(Saved data entries)
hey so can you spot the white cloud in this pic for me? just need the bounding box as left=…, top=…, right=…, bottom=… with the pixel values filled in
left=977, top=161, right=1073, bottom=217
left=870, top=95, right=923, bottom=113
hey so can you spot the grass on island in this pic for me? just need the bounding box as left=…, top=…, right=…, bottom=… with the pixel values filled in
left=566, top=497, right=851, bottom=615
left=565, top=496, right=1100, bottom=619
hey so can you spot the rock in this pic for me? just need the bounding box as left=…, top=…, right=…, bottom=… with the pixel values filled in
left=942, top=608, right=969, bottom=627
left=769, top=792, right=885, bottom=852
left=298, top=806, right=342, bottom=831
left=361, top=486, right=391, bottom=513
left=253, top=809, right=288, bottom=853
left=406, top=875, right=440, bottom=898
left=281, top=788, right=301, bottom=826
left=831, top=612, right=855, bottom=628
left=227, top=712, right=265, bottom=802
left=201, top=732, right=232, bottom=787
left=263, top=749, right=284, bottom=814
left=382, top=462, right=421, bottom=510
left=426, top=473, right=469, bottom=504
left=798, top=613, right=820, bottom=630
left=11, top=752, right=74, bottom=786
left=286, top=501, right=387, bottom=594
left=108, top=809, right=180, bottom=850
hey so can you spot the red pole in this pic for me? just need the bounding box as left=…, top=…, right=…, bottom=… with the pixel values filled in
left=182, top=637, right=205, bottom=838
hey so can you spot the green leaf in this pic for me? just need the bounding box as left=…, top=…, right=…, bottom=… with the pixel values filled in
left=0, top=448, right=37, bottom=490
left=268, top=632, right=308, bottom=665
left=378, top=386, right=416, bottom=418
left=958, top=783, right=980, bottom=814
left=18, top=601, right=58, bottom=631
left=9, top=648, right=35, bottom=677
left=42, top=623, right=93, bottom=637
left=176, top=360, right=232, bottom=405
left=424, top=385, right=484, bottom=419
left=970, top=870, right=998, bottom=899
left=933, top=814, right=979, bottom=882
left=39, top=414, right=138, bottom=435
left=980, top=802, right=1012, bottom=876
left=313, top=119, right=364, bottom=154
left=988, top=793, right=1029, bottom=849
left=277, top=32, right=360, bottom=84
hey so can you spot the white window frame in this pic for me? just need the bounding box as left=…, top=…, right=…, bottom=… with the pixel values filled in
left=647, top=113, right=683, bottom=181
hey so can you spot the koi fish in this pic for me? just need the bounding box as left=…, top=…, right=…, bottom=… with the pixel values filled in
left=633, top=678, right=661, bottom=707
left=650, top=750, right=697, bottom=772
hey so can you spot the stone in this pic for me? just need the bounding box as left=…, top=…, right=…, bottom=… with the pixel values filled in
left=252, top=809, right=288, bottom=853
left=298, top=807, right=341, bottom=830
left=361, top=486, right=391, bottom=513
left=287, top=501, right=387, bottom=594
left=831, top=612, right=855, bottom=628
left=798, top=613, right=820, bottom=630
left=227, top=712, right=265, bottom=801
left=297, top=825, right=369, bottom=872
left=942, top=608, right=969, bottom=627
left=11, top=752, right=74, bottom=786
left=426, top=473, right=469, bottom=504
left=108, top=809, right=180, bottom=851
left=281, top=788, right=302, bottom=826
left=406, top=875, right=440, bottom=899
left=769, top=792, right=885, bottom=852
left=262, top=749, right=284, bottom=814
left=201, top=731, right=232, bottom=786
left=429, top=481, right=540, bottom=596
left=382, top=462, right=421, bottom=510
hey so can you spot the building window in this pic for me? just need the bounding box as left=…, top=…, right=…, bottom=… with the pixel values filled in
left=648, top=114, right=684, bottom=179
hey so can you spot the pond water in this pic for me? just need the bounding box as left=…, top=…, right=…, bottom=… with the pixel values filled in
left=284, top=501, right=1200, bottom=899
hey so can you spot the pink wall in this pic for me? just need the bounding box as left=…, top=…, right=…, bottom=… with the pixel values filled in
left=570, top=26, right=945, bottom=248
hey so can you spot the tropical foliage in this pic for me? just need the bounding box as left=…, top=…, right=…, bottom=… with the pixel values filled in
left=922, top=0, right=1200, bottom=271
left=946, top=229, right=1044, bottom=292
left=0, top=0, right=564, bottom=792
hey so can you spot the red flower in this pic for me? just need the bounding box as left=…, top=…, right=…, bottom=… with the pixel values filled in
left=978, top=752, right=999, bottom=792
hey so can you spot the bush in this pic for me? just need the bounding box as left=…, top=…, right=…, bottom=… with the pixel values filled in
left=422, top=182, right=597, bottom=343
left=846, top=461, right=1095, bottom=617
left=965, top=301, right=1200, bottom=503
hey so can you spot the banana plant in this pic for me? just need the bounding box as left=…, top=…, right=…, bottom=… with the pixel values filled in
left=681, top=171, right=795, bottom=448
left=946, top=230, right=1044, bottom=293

Brief >> Each line of the data is to be written out again exactly.

Exercise result >>
hey so can you spot the white cloud in this pic for me? just need the bounding box as left=…, top=…, right=…, bottom=… with the pixel values filled in
left=977, top=161, right=1073, bottom=217
left=870, top=95, right=923, bottom=113
hey so can you spot the grass on island in this pic for me? just need the bounding box as left=…, top=…, right=…, bottom=… with the pixel values filled in
left=566, top=497, right=851, bottom=615
left=565, top=496, right=1100, bottom=619
hey so can you spot the rock in this pic for me? just need the bounding box as left=…, top=…, right=…, bottom=… with the pixel values filled in
left=942, top=608, right=969, bottom=627
left=769, top=792, right=885, bottom=852
left=298, top=806, right=342, bottom=831
left=361, top=486, right=391, bottom=513
left=253, top=809, right=288, bottom=853
left=406, top=875, right=440, bottom=898
left=281, top=788, right=301, bottom=826
left=831, top=612, right=855, bottom=628
left=227, top=712, right=265, bottom=802
left=201, top=732, right=232, bottom=787
left=263, top=749, right=284, bottom=814
left=382, top=462, right=421, bottom=510
left=426, top=473, right=469, bottom=504
left=798, top=613, right=820, bottom=630
left=11, top=752, right=74, bottom=786
left=286, top=501, right=387, bottom=594
left=108, top=809, right=180, bottom=850
hey so can you spot the red pole in this pic for me? just need the bounding box as left=…, top=…, right=…, bottom=… with the pixel values filled in
left=182, top=637, right=205, bottom=838
hey so can you spot the green leaf in this pic for me? just need the bounding box as left=…, top=…, right=…, bottom=… with the pixel values filled in
left=0, top=448, right=37, bottom=490
left=268, top=632, right=308, bottom=665
left=378, top=386, right=416, bottom=418
left=958, top=783, right=980, bottom=814
left=18, top=601, right=58, bottom=631
left=9, top=648, right=35, bottom=677
left=42, top=623, right=93, bottom=637
left=176, top=360, right=232, bottom=405
left=424, top=385, right=484, bottom=419
left=970, top=870, right=998, bottom=899
left=933, top=814, right=979, bottom=882
left=39, top=414, right=138, bottom=435
left=980, top=802, right=1012, bottom=876
left=313, top=119, right=364, bottom=154
left=988, top=793, right=1029, bottom=849
left=277, top=32, right=360, bottom=84
hey so can you spot the white window frame in this pic for me? just need the bounding box as left=…, top=…, right=…, bottom=… with the pixel values filled in
left=647, top=113, right=683, bottom=181
hey so can you spot the koi fish in this pic for me? just need the bounding box as left=…, top=…, right=…, bottom=… with the pixel values filled in
left=633, top=678, right=661, bottom=707
left=650, top=750, right=697, bottom=772
hey so can you spot the stone in this pic for me? just need the bounding box as left=…, top=…, right=…, bottom=… with the pixel values filled in
left=252, top=809, right=288, bottom=853
left=298, top=807, right=341, bottom=830
left=361, top=486, right=391, bottom=513
left=287, top=501, right=387, bottom=594
left=831, top=612, right=855, bottom=628
left=798, top=613, right=820, bottom=630
left=227, top=712, right=265, bottom=801
left=297, top=825, right=369, bottom=872
left=942, top=608, right=969, bottom=627
left=11, top=752, right=74, bottom=786
left=426, top=473, right=469, bottom=504
left=108, top=809, right=180, bottom=851
left=281, top=788, right=302, bottom=826
left=406, top=875, right=440, bottom=899
left=769, top=792, right=885, bottom=852
left=262, top=749, right=284, bottom=814
left=201, top=731, right=232, bottom=786
left=429, top=481, right=540, bottom=596
left=382, top=462, right=421, bottom=510
hey so can you spot the building window in this pic for me? just need the bounding box as left=…, top=…, right=…, bottom=… with the pixel values filled in
left=648, top=114, right=684, bottom=179
hey so can you spot the pond water in this pic for me? just need the bounding box as left=…, top=…, right=…, bottom=… with the pixel values filled in
left=284, top=501, right=1200, bottom=899
hey so can you spot the pink wall in this pic for me? just need the bounding box as left=…, top=…, right=…, bottom=… with the pixel values filled in
left=570, top=26, right=945, bottom=248
hey so can you spot the tropical foliage in this pic for me? just need the bounding box as left=…, top=…, right=…, bottom=… with the pixel values filled in
left=922, top=0, right=1200, bottom=271
left=946, top=229, right=1044, bottom=292
left=0, top=0, right=564, bottom=792
hey so can you spot the red flower in this pic for me? just need the bounding box as left=…, top=…, right=…, bottom=… with the pixel values filled in
left=978, top=752, right=999, bottom=792
hey so can you spot the bush in this pic for me? just need the bounding box as left=…, top=…, right=…, bottom=… with the pixel values filled in
left=422, top=182, right=597, bottom=343
left=846, top=461, right=1095, bottom=617
left=965, top=301, right=1200, bottom=503
hey so can you spot the banana plant in this pic for me? just need the bounding box as left=…, top=…, right=…, bottom=… with the pixel values filled in
left=681, top=171, right=795, bottom=448
left=946, top=230, right=1044, bottom=293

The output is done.